* START STORED RECORDS *

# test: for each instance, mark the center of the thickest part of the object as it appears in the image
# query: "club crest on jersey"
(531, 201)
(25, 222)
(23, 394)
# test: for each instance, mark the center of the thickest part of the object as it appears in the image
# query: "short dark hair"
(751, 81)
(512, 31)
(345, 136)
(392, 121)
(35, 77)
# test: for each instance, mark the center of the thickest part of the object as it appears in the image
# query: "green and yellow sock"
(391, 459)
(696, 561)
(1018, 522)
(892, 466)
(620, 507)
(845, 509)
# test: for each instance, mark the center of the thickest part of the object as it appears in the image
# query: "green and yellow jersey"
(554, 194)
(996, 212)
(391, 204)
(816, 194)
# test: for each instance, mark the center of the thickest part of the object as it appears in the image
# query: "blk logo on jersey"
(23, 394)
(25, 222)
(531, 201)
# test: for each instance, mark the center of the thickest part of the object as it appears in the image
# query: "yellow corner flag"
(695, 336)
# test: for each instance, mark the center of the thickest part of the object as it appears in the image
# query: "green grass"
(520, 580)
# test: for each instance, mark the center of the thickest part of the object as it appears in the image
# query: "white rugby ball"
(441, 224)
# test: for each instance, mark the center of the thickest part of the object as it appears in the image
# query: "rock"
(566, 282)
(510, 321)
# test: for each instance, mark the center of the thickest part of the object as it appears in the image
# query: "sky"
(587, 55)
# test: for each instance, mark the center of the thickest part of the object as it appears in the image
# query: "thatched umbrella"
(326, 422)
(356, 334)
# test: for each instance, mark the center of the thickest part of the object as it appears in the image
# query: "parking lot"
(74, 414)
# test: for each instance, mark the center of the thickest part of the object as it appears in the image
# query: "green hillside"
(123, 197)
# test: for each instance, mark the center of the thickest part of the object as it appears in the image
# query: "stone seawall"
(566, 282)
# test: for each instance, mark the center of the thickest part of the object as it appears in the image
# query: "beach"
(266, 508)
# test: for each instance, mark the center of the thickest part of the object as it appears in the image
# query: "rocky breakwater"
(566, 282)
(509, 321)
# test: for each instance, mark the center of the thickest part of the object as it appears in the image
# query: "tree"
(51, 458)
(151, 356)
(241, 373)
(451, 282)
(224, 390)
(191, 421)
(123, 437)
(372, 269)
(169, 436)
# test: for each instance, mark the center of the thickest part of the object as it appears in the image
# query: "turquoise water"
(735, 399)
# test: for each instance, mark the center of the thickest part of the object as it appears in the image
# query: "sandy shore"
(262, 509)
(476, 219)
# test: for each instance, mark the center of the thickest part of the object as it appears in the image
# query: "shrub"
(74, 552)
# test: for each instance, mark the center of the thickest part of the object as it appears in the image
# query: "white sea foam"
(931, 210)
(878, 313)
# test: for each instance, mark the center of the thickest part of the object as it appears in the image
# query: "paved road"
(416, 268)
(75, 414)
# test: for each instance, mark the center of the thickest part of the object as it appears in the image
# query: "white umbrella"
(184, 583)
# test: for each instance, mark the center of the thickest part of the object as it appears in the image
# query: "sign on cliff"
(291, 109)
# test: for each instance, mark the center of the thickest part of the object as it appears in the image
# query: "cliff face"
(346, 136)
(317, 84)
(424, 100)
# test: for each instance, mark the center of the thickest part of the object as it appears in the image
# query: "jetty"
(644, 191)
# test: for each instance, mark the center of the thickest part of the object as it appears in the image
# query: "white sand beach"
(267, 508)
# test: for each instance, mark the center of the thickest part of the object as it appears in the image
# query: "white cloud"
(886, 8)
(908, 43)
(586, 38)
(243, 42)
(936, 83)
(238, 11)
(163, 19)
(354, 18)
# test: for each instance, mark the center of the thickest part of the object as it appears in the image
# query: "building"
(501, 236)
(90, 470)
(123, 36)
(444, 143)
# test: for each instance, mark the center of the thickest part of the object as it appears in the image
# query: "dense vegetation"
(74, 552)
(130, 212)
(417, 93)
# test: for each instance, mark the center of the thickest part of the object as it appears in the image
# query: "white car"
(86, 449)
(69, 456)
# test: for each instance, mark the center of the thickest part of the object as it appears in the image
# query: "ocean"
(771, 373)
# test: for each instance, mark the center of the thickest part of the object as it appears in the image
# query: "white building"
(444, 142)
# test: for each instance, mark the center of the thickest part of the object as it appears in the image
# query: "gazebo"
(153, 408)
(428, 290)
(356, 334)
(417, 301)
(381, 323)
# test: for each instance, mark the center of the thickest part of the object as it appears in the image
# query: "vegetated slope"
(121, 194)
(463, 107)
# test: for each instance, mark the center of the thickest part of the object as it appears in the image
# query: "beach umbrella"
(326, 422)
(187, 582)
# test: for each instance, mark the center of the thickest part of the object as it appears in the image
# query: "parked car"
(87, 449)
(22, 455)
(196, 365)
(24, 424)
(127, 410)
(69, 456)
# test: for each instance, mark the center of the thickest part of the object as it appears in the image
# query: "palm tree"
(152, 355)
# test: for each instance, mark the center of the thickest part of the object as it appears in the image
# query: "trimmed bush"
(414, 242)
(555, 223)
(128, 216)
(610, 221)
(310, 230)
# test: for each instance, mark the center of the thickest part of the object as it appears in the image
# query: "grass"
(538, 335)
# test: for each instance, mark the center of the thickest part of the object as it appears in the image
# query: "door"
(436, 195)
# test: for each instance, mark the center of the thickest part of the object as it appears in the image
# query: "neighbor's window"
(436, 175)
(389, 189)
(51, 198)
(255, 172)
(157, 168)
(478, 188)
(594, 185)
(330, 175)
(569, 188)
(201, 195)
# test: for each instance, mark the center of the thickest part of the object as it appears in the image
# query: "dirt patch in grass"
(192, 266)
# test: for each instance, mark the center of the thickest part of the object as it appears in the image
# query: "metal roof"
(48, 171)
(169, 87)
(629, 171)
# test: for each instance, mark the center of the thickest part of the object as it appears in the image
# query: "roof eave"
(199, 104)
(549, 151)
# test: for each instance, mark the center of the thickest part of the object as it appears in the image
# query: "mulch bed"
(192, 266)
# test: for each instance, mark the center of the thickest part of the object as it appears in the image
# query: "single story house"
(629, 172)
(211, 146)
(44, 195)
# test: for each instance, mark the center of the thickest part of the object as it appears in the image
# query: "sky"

* END STORED RECORDS *

• STATED TASK: Please quote the records above exactly, without skipping a line.

• RESULT OF THIS EXERCISE:
# test: for each instance, mark the center of the thickest part of the object as it appears in the image
# query: "club crest on jersey"
(531, 201)
(25, 222)
(23, 394)
# test: for each instance, mark the center of the thickest part of the object as it appears in the image
# query: "short dark hair"
(751, 81)
(512, 31)
(345, 136)
(392, 121)
(35, 77)
# test: for each instance, mark the center of the thickest part of the object as it appears in the image
# query: "green and yellow sock"
(391, 459)
(696, 561)
(1018, 522)
(892, 466)
(620, 507)
(845, 509)
# test: for each instance, mark the center of the thickest part of the object as it appears in the image
# query: "green and yellow jersey"
(554, 194)
(996, 212)
(391, 204)
(816, 194)
# test: for each instance, mark the center of the thickest part of the object as it appears in the image
# query: "blk logo on jersey"
(23, 394)
(25, 222)
(531, 201)
# test: for each instance, mark the center of the thickest part of the object as it appears in the image
# query: "yellow corner flag"
(695, 336)
# test: for each instance, mark the center of the thickest part of the object as it appears in the image
# query: "green grass"
(520, 580)
# test: for each instance, mark the center of the thickest part of the object as it appears in the image
# query: "white rugby ball"
(441, 224)
# test: for each instance, mark the center of the thickest part of the object as it appears in the image
# query: "rock"
(566, 282)
(510, 321)
# test: for each instance, mark the center of the thickest part of the object as it appears in the image
# query: "sky"
(587, 55)
# test: for each instance, mark the center of the thickest part of the object as it appears in the image
# query: "thatched umbrella"
(326, 422)
(356, 334)
# test: for each instance, mark the center of the thickest part of the object as it appears in the image
# query: "parking lot"
(74, 414)
# test: for each instance, mark the center of the thickest part of the object as it appears in the image
# query: "green hillside"
(123, 197)
# test: for each instance, mark the center of the thickest part of the object as it appears in the image
# query: "stone seawall"
(566, 282)
# test: for each instance, mark the center of the thickest part of the object as it appears in the image
# query: "beach"
(266, 508)
# test: for each instance, mark the center of the thickest part of the object as it appears in the image
# query: "rocky breakwater"
(566, 282)
(509, 321)
# test: for each instance, mark the center of the thickest part of the object as it appears in the image
# query: "tree"
(51, 458)
(151, 356)
(241, 373)
(451, 282)
(224, 390)
(191, 421)
(123, 437)
(372, 269)
(169, 436)
# test: for each instance, mark the center of the thickest part of the object as it appears in the image
# query: "turquoise water"
(735, 399)
# test: for each instance, mark the center of the thickest part of the object as it appears in the image
# query: "sandy shore"
(262, 509)
(476, 219)
# test: for each instance, mark the center of the thickest part of the object as it appears in the image
# query: "shrub"
(74, 552)
# test: for each instance, mark the center of the thickest part of the object as it appears in the image
# query: "white sea foam"
(931, 210)
(878, 313)
# test: for each instance, mark the center of the thickest part of the object as it appears in the image
# query: "paved road"
(416, 268)
(75, 414)
# test: for each instance, mark the center of the thickest part of the object as it appears in the image
# query: "white umbrella"
(184, 583)
# test: for each instance, mark the center of the thickest part of the object as it appears in the image
# query: "sign on cliff"
(291, 109)
# test: for each instance, mark the center of the thickest part of the object as it appears in the image
# query: "cliff face"
(346, 136)
(317, 84)
(424, 100)
# test: for each instance, mark the center of the thickest part of the object as it appears in the image
# query: "jetty"
(644, 191)
# test: for each instance, mark the center of the thickest part of the object as it appears in the image
# query: "white sand beach"
(267, 508)
# test: for each instance, mark the center of the thickest part of the object as it appears in the image
# query: "white cloud"
(886, 8)
(908, 43)
(586, 38)
(243, 42)
(936, 83)
(238, 11)
(163, 19)
(354, 18)
# test: for each instance, mark the center of the thickest part of the object as it appears in the image
# query: "building"
(501, 236)
(90, 470)
(123, 36)
(444, 143)
# test: for each instance, mark the center of the thickest part of the object as it appears in the image
# query: "dense vegetation"
(74, 552)
(130, 212)
(417, 93)
# test: for each instance, mark the center of the thickest part of the object as it appears in the image
# query: "white car"
(86, 449)
(69, 456)
# test: for each instance, mark the center of the thickest part of the object as it appears in the image
# query: "ocean"
(771, 373)
# test: for each instance, mark the center of the thickest part of the object as it appears in the image
# query: "white building"
(444, 142)
# test: for each instance, mark the center of the thickest part of the object as it appears in the image
# query: "gazebo"
(153, 408)
(428, 290)
(356, 334)
(417, 301)
(381, 323)
# test: for each instance, mark the center of the thickest part of the object as it appears in the image
# query: "vegetated slope"
(121, 194)
(463, 107)
# test: for each instance, mark the center of the thickest part of the object as it appears in the image
# query: "beach umbrella"
(326, 422)
(187, 582)
# test: for each instance, mark the center of the thickest part of the object as it appears in the image
# query: "parked car"
(87, 449)
(22, 455)
(196, 365)
(24, 424)
(127, 410)
(69, 456)
# test: for each instance, mark the center of the thickest part of the object as it appears in the image
# query: "palm tree"
(152, 355)
# test: for each instance, mark the center of the thickest part of the object as it appears in the image
# query: "trimmed bush"
(414, 242)
(555, 223)
(128, 216)
(610, 221)
(310, 230)
# test: for each instance, mark the center of the thickest part of the object as it appears in the image
# query: "grass"
(538, 335)
# test: for each instance, mark the center of the thickest part of the object as it appears in the image
# query: "door"
(436, 195)
# test: for each instance, mark the center of the thickest part of the object as it appears in the image
# query: "neighbor's window"
(436, 175)
(389, 189)
(51, 198)
(255, 172)
(157, 168)
(478, 188)
(594, 185)
(330, 175)
(569, 188)
(201, 195)
# test: for each instance, mark the center of the thickest part of the object as it appears in the image
# query: "dirt patch in grass"
(192, 266)
# test: for each instance, mark the center of the thickest part of the object as it appears in the image
# query: "metal roof"
(48, 171)
(169, 87)
(629, 171)
# test: for each instance, mark the center of the thickest part of the object as it appears in the image
# query: "roof eave"
(199, 104)
(549, 151)
# test: for each instance, mark the center of the thickest part of the object as it appears in the image
# query: "mulch bed"
(192, 266)
# test: for each instance, mark the center of the thickest part of the object as it appears in the image
# query: "single story house"
(629, 172)
(211, 146)
(44, 195)
# test: for each instance, mark the center of the thickest part of the object as it appears in the image
# query: "sky"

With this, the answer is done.